| VERIFICA DI COMPRENSIONE |
1. Riduci a un elenco puntato il paragrafo del testo su Benigni e la Mostra di Venezia che comincia con «Ci sono altri aspetti», mantenendone i fatti principali.
2. Prosegui il testo su Benigni e la Mostra di Venezia a partire dalla sua ultima frase.

| TESTO |

****************************************

Ci sono altri aspetti che danno come comprensibile questa attribuzione: intanto è un italiano e in questo tempo disgraziato rincorrere spostamenti da una nazione all’altra, da un continente all’altro resta un bell’azzardo, specie alla luce della continua illusione sui vaccini distribuiti a tutti entro l’estate, ogni giorno spezzata da notizie di estrema incertezza, con un peso ancora maggiore rispetto all’anno scorso, proprio per il pregresso di questa durata interminabile; ma soprattutto la presenza di un guitto, di un saltimbanco ingovernabile sul palco, prima ancora che attore, regista e sceneggiatore assicura un evento-fiume capace di strappare risate, divertimento, spensieratezza (certo non solo, ma si sa che andrà soprattutto così), pronte a scacciare almeno momentaneamente i lugubri pensieri che ci accompagnano ormai da oltre un anno. Insomma un’oasi, una parentesi che sarà, almeno da questo punto di vista, salutare. È anche una scelta che sembra voler codificare una sensibilità molto ampia da parte della Mostra, disponibile a passare in poco tempo dalla quasi sconosciuta (ma amatissima dai cinefili) Ann Hui, premiata lo scorso settembre, (oltre a una tradizione di Leoni alla carriera, cinematograficamente significativi, pur nella loro popolarità, tipo Jane Fonda e Robert Redford nel 2017), a Benigni, che è esattamente l’opposto, cioè estremamente famoso, ma certo assai meno rilevante per i cinefili. Sembra un’idea vicina a quella che ebbe, nel 2009, l’allora direttore Marco Müller con la Pixar, tuttavia capace di coniugare le varie sponde d’interesse di più pubblici possibili, non come Benigni, che negli ultimi tempi sta diventando semmai più divisivo e basterebbe aver fatto un giro per il web, ieri dopo l’annuncio, per rendersene conto, a volte con esagerazioni censurabili. Ma la stragrande maggioranza degli spettatori lo ama e questo per Venezia è indubbiamente decisivo.

****************************************

Record di origine:
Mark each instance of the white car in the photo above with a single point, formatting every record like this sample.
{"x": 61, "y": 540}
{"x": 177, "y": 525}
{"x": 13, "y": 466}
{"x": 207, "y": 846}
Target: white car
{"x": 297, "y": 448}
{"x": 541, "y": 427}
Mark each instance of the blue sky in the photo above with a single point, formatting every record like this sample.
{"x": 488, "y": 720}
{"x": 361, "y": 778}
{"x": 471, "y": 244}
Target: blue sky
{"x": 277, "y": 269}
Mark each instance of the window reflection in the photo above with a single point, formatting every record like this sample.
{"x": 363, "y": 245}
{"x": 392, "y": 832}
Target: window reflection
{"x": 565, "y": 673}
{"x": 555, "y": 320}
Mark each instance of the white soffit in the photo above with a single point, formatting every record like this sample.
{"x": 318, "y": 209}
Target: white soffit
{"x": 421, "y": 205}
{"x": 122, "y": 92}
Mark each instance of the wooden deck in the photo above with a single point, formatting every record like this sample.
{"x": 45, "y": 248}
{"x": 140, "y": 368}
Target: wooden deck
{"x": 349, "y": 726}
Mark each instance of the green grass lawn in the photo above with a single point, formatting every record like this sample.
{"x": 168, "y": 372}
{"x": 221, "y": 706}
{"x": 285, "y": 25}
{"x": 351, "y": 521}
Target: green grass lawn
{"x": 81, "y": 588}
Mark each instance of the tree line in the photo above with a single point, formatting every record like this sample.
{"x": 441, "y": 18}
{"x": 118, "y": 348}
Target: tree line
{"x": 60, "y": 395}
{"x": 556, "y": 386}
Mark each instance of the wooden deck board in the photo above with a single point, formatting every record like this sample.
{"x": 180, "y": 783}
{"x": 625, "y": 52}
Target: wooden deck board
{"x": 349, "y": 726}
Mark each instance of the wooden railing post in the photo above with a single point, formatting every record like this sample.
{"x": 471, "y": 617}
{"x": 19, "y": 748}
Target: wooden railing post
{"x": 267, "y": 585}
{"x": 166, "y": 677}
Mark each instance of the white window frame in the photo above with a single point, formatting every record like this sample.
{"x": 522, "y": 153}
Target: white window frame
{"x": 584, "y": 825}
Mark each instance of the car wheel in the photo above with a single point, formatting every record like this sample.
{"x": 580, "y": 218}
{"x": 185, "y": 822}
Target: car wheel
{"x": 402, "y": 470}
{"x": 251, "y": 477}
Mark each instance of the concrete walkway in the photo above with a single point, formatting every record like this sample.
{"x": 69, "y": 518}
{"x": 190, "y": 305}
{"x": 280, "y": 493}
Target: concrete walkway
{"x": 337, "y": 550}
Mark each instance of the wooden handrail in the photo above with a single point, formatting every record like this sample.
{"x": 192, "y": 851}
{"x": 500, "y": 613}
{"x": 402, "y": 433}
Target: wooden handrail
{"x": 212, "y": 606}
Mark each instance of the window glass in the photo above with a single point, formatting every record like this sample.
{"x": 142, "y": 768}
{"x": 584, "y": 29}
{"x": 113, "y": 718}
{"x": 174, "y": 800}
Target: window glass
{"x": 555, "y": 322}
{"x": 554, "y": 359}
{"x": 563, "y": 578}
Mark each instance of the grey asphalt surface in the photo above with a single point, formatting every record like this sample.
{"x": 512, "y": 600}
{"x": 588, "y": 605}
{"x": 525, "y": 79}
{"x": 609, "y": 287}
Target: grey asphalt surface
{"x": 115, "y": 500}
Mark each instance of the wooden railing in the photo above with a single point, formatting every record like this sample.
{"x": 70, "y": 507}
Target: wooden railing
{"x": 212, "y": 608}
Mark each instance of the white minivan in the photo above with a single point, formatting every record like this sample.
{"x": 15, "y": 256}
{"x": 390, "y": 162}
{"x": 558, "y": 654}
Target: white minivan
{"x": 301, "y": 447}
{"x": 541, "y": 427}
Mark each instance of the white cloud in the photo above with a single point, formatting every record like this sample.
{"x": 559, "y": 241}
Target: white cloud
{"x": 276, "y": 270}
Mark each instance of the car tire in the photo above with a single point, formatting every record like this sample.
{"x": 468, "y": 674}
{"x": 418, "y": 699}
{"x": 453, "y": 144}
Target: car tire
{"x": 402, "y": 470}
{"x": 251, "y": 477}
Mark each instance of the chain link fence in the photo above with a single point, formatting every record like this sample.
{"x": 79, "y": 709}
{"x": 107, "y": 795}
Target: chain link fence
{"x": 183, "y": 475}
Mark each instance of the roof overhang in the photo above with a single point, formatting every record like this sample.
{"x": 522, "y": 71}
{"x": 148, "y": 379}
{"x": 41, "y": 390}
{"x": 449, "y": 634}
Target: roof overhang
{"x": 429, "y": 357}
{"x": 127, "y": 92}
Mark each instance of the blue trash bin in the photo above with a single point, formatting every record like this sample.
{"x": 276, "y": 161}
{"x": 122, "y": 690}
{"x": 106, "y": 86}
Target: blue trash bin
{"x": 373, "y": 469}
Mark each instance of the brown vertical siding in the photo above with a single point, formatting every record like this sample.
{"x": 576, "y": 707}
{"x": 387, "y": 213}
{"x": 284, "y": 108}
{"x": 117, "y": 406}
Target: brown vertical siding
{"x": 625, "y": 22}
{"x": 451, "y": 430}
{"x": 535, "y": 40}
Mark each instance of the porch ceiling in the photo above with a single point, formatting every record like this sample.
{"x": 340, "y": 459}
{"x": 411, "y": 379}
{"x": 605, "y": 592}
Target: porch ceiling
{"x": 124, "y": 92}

****************************************

| RISULTATI IN ORDINE |
1.
- L'attribuzione si spiega anzitutto col fatto che Benigni è italiano: in questo periodo spostarsi tra nazioni e continenti è un azzardo. Sulle promesse di vaccini per tutti entro l'estate pesano infatti notizie incerte, con un peso maggiore rispetto all'anno scorso.
- Soprattutto, la sua presenza di guitto ingovernabile sul palco, prima ancora che di attore, regista e sceneggiatore, garantisce un evento capace di portare risate e spensieratezza. Sarà un'oasi salutare che scaccia per un po' i pensieri lugubri di oltre un anno.
- La scelta mostra la sensibilità ampia della Mostra. Si passa da Ann Hui, quasi sconosciuta ma amatissima dai cinefili e premiata lo scorso settembre, a Benigni, famosissimo ma poco rilevante per i cinefili. C'è anche una tradizione di Leoni alla carriera popolari ma significativi, come Jane Fonda e Robert Redford nel 2017.
- L'idea ricorda quella di Marco Müller con la Pixar nel 2009. La Pixar però univa pubblici diversi, mentre Benigni è diventato più divisivo, come mostrano le reazioni sul web dopo l'annuncio, talvolta esagerate.
- La stragrande maggioranza degli spettatori lo ama comunque, e per Venezia questo è decisivo.

2.
Che poi, a ben guardare, il pedigree di attore non è certo banale, avendo dato volto a personaggi in film di Bertolucci, Ferreri, Citti, Fellini, Blake Edwards, Allen, Garrone e ovviamente Jim Jarmusch, non solo per quel “Daunbailò”, in cui finito in carcere per errore in America, evade insieme a Tom Waits e John Lurie, in una fuga esilarante tra le paludi. Certo è un attore capace di modellarsi anche su piani più malinconici, come quello nel felliniano “La voce della luna”, assieme a Paolo Villaggio, o su personalità anticonvenzionali, come il maestro alternativo nel ferreriano “Chiedo asilo”; semmai a convincere meno è il regista, il quale attraversa momenti di esaltazione al botteghino, bagliori di gloria come accadde appunto con “La vita è bella” (tre Oscar: a lui come attore protagonista, al miglior film straniero e alla celeberrima colonna sonora di Piovani; Gran Premio a Cannes), momenti scanzonati (“Il piccolo diavolo”, “Johnny Stecchino”), altri più approssimativi (“Il mostro”), tonfi abbastanza evidenti (“Pinocchio”, “La tigre e la neve”), senza dimenticare l’accoppiata vincente con Massimo Troisi per “Non ci resta che piangere”.

Una carriera intensa tra teatro, televisione e cinema, fin dagli albori arboriani (“L’altra domenica” e il famoso monologo sul Giudizio Universale nel film “Il Pap’occhio”), quando una surreale irriverenza e una provocatoria, fluviale esuberanza hanno portato a personaggi come il proletario Cioni, a battute come “Wojtylaccio”, a tellurici duetti con il “pisello” di Pippo Baudo e la “patonza” di Raffaella Carrà, sempre in bilico tra il greve e il goliardico, andata via via spegnendosi in un afflato ecumenico, vagamente mistico, tra i “Dieci comandamenti” e la lettura abbondante della dantesca “Divina Commedia”.